Tasks to carry out →
A) In the travel account, roughly how many people live in Jinotepe?
B) Extract the portion of the travel account between "When I first" and "ride from Granada.", inclusive.
*** Opening of Excerpted text ***
When I first came to this country I was a little nervous of public transport.
Now, as long as the major body parts are held on with nylon cord as opposed to twine, I feel OK.
This morning I set off bright and early for what I expected might be an all day trek.
Jinotepe, slightly west of the Pueblos Blancos was a good 45 minute ride from Granada.
The route took a southerly course for a while before veering off towards the northwest.
The terrain, as mix of forest and scrub brush was still relatively green, although every river we passed over was simply a dried up dust bed.
Jinotepe, a town of about 30,000 was in the throws of a Saturday market with almost every street jammed with vendors selling a variety of fresh fruits and vegetables. Like almost all towns in this country it centres around a major church fronted by a park. A bandstand in the centre was surrounded by tall old trees shading a number of crisscrossing pathways. Most of the benches were occupied by old men and the odd young couple.
From Jinotepe a mini bus ride landed me in downtown Diriamba, a smaller somewhat dustier version of Jinotepe. My main reason for being there was to check things out prior to the upcoming Fiesta de San Sebastian. A major religious festival and all-round party it apparently starts on the evening of 18th and goes all the way through the 19th of January.
Again, a market, a church and a small park- then back to Jinotepe where my next bus took a round about route to Masaya via 4 or 5 other towns.
*** Close of Excerpted text ***
*** Opening of Data ***
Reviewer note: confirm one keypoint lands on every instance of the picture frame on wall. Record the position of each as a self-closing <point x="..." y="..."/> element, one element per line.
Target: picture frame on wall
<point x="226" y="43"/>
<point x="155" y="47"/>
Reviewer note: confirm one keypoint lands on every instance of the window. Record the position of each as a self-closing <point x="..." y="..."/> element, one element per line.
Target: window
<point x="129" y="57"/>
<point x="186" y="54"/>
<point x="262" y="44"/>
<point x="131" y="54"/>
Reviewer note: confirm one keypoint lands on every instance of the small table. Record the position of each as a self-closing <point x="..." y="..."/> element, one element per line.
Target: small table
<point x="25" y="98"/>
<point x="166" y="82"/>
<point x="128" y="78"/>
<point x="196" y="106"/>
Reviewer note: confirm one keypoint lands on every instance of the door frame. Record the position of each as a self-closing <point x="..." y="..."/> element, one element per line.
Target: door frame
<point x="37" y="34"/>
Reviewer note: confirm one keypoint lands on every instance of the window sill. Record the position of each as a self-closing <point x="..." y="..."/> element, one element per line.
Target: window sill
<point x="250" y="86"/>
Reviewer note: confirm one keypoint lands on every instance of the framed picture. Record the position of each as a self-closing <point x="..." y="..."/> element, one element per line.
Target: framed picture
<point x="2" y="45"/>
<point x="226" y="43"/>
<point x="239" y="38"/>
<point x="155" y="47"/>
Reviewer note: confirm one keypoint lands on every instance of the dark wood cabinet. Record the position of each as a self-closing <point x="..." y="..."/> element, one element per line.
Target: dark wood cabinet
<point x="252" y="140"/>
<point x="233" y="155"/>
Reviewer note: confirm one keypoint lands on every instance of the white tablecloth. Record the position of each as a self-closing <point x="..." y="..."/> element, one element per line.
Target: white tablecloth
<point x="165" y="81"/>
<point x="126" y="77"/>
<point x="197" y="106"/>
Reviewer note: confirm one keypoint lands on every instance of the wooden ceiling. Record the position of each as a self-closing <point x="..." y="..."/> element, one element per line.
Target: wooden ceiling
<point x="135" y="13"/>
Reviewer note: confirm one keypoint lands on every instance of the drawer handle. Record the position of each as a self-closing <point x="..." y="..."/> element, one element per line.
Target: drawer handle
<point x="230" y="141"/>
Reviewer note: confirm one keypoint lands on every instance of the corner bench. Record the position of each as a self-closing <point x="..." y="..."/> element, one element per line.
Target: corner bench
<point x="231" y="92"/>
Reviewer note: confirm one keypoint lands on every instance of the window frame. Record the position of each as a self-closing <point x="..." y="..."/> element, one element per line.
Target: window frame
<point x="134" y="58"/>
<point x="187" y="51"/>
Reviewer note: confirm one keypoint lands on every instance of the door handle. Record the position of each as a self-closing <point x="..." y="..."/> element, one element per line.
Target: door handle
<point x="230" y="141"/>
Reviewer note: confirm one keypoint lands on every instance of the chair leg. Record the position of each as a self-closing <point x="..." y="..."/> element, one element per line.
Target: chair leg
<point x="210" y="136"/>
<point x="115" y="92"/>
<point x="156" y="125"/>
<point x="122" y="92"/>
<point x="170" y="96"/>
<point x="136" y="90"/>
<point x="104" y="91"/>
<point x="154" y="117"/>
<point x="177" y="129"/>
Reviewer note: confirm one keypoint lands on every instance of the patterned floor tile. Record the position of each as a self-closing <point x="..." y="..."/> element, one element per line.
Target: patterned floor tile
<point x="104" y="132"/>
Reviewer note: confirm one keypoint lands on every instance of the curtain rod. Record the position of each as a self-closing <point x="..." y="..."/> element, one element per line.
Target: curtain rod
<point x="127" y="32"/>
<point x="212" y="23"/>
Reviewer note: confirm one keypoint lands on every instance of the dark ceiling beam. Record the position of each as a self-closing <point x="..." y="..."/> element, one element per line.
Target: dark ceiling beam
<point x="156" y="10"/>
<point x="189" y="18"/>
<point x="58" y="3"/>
*** Close of Data ***
Expected outputs →
A) About 30,000.

B)
When I first came to this country I was a little nervous of public transport.
Now, as long as the major body parts are held on with nylon cord as opposed to twine, I feel OK.
This morning I set off bright and early for what I expected might be an all day trek.
Jinotepe, slightly west of the Pueblos Blancos was a good 45 minute ride from Granada.